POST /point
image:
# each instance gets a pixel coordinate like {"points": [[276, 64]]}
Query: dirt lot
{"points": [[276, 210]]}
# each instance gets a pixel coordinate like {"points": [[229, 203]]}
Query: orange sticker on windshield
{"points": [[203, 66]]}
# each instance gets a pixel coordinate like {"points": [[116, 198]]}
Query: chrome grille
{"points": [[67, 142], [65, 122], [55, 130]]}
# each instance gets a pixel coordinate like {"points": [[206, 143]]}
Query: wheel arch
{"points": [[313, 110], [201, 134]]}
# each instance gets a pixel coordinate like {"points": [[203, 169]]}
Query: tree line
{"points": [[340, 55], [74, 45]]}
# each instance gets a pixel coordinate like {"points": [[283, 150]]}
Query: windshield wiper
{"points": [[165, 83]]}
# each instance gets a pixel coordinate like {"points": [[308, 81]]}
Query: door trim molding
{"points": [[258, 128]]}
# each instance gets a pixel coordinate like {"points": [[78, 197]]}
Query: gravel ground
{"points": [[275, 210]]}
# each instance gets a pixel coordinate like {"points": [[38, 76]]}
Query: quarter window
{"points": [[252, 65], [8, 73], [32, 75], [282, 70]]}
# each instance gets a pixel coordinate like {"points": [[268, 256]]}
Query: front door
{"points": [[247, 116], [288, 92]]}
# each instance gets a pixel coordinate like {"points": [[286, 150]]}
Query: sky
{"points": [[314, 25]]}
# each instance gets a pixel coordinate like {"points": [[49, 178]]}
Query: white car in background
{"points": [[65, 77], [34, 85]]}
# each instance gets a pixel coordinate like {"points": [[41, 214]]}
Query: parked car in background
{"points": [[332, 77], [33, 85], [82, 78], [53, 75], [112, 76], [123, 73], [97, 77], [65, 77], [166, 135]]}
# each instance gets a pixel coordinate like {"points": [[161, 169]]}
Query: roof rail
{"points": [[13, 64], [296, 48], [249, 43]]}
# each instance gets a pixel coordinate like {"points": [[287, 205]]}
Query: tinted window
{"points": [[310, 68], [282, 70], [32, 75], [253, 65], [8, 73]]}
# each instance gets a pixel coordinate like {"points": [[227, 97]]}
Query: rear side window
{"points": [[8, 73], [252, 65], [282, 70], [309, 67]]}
+ + + +
Exercise goal: Reproduce all of the data exactly as given.

Result of this exercise:
POST /point
image:
# each instance gets a pixel coordinate like {"points": [[276, 64]]}
Query: dirt lot
{"points": [[276, 210]]}
# each instance gets a pixel coordinate like {"points": [[229, 203]]}
Query: orange sticker on windshield
{"points": [[203, 66]]}
# each instance gets a pixel coordinate like {"points": [[116, 198]]}
Query: chrome grille
{"points": [[67, 142], [65, 122], [55, 130]]}
# each instance gets a pixel coordinate like {"points": [[206, 143]]}
Query: wheel arch
{"points": [[313, 110], [201, 134]]}
# each instance gets a pixel coordinate like {"points": [[203, 169]]}
Query: tree line
{"points": [[340, 55], [74, 45]]}
# each instance gets a pixel coordinate like {"points": [[283, 150]]}
Query: windshield wiper
{"points": [[165, 83]]}
# each instance gets a pixel coordinate like {"points": [[308, 81]]}
Query: door trim molding
{"points": [[258, 128]]}
# each instance gets a pixel coordinate like {"points": [[78, 197]]}
Query: gravel ground
{"points": [[275, 210]]}
# each instance gets a pixel coordinate like {"points": [[38, 76]]}
Query: quarter window
{"points": [[252, 65], [8, 73], [32, 75], [282, 70]]}
# each instance gets a pixel coordinate like {"points": [[268, 256]]}
Query: front door
{"points": [[247, 116], [288, 92]]}
# each instance gets a pixel coordinate like {"points": [[286, 150]]}
Query: sky
{"points": [[314, 25]]}
# each instance gets a pixel coordinate like {"points": [[49, 178]]}
Query: white car in background
{"points": [[65, 77], [34, 85]]}
# each instance gets a pixel coordinate like {"points": [[41, 214]]}
Query: parked car in background
{"points": [[332, 77], [33, 85], [82, 78], [53, 75], [112, 76], [123, 73], [97, 77], [65, 77], [166, 135]]}
# each instance gets a pixel coordinate like {"points": [[161, 169]]}
Query: roof rail
{"points": [[13, 64], [296, 48], [249, 43]]}
# each instance gets a pixel coordinate like {"points": [[287, 205]]}
Query: tinted window
{"points": [[310, 68], [282, 70], [32, 75], [253, 65], [8, 73]]}
# each instance gets a pixel coordinate like {"points": [[227, 97]]}
Query: rear side window
{"points": [[8, 73], [252, 65], [282, 70], [309, 67]]}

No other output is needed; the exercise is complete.